→ **Source**:
========================================
Reading&Watching guide
This sections covers spectral estimation. The reader contains all the necessary information. The video “Spectral analysis: parametric methods” summarizes all the content in the reader and provides a schematic summary of the steps for each method. The pencast additionally explains how to calculate the AR model parameters in practice.
Non-parametric spectral estimation methods are based on two major assumptions. First of all, by the calculation of the Fourier transform it is assumed that our finite signal is periodic. The period in this case is fixed by the length of the signal $N$. Because the signal is unknown, it is highly unlikely that this assumption is actually valid. Secondly, the estimated auto-correlation function of the finite signal is zero for absolute lags larger than the signal length. Because the auto-correlation has now also a finite window, the indirect method cannot calculate the exact power spectral density, limiting the resolution of the estimate.
It would be nice to extrapolate the auto-correlation function for larger lags, because this would increase the resolution of the estimated power spectral density. With extrapolation we are referring to the process where additional values are estimated or predicted based on the already available information. In other words, the auto-correlation function can be extended or extrapolated by finding a pattern in the available auto-correlation function and by filling the unknown values with the expected values from this pattern.
This pattern or signal model requires us to have some prior information about the signal generating process, otherwise it is impossible to determine an accurate signal model that would correspond to the obtained auto-correlation function. After the signal model has been identified, it needs to be fitted to the available auto-correlation function. This means that the unknown parameters of the signal model are estimated according to the available auto-correlation function, and once the parameters are estimated, the signal model can be used to estimate the entire auto-correlation function.
This approach is very different from the non-parametric methods and it is usually referred to as parametric method, by which parameters of a signal model are estimated such that signal and auto-correlation function can be described by such a model. The parametric approach roughly consists of three steps. First, a signal model needs to be defined. This step is usually the hardest since it would ideally require prior knowledge on the random process. If this knowledge is not available, then several models can be fitted to the data after which the most optimal is chosen. The definition of optimal depends on the evaluation criterion. Once the model is defined, the second step is to estimate the parameters of the model based on the available date (finite-length signal or autocorrelation function). Finally, the last step is to obtain the power spectral density using the signal model.
========================================
→ **Challenge**:
Set down, word for word, the stretch of the spectral estimation text from "This pattern or" through "entire auto-correlation function.".
========================================
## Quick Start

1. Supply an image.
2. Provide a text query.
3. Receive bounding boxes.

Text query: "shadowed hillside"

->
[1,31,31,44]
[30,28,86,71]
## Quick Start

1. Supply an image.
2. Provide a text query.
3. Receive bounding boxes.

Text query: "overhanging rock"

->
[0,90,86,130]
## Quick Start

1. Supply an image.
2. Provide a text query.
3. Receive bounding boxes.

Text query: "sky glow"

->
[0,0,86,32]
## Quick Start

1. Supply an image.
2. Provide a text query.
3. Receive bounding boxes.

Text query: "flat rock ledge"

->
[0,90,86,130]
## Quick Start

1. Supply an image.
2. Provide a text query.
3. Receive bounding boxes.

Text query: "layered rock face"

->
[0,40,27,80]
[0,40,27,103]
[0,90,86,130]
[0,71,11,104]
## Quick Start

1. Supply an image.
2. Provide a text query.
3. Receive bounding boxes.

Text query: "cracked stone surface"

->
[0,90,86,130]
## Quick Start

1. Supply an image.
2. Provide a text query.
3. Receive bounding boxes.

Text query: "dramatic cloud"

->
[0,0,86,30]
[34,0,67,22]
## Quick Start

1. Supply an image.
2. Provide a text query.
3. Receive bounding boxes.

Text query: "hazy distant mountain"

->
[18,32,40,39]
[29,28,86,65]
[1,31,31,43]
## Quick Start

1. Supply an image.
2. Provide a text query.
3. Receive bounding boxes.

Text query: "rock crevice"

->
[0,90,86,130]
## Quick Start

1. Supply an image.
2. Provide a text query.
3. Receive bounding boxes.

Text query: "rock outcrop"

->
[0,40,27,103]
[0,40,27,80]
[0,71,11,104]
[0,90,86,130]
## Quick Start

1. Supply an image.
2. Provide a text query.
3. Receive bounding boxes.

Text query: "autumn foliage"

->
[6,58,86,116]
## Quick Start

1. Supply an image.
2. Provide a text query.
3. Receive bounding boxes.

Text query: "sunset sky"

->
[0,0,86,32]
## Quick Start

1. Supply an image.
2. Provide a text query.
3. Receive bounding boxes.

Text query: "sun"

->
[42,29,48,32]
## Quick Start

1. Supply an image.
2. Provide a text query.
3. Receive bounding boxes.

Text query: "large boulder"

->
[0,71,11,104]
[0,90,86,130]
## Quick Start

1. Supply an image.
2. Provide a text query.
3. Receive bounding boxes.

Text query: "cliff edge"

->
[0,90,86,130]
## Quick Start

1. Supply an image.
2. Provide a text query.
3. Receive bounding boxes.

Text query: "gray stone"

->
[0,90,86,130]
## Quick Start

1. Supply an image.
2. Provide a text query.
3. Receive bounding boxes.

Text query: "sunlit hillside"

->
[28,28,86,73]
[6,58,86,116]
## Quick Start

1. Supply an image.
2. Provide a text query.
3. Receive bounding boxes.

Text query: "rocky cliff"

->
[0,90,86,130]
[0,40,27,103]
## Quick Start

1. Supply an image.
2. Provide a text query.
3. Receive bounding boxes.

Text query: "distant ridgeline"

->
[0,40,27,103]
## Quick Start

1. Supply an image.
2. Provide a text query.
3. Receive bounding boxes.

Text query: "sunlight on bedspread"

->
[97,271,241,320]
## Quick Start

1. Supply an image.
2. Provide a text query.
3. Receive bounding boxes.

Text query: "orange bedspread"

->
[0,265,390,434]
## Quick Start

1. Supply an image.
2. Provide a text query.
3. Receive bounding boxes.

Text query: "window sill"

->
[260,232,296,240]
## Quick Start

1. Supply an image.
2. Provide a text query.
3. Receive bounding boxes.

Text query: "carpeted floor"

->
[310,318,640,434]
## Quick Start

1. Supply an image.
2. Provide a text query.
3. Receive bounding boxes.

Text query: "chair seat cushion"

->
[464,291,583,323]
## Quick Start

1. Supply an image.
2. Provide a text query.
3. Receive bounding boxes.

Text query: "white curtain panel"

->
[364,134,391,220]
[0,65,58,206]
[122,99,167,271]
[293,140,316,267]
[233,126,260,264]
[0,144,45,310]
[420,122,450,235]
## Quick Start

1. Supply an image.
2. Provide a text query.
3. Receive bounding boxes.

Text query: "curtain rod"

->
========================================
→ **Complete response**:
This pattern or signal model requires us to have some prior information about the signal generating process, otherwise it is impossible to determine an accurate signal model that would correspond to the obtained auto-correlation function. After the signal model has been identified, it needs to be fitted to the available auto-correlation function. This means that the unknown parameters of the signal model are estimated according to the available auto-correlation function, and once the parameters are estimated, the signal model can be used to estimate the entire auto-correlation function.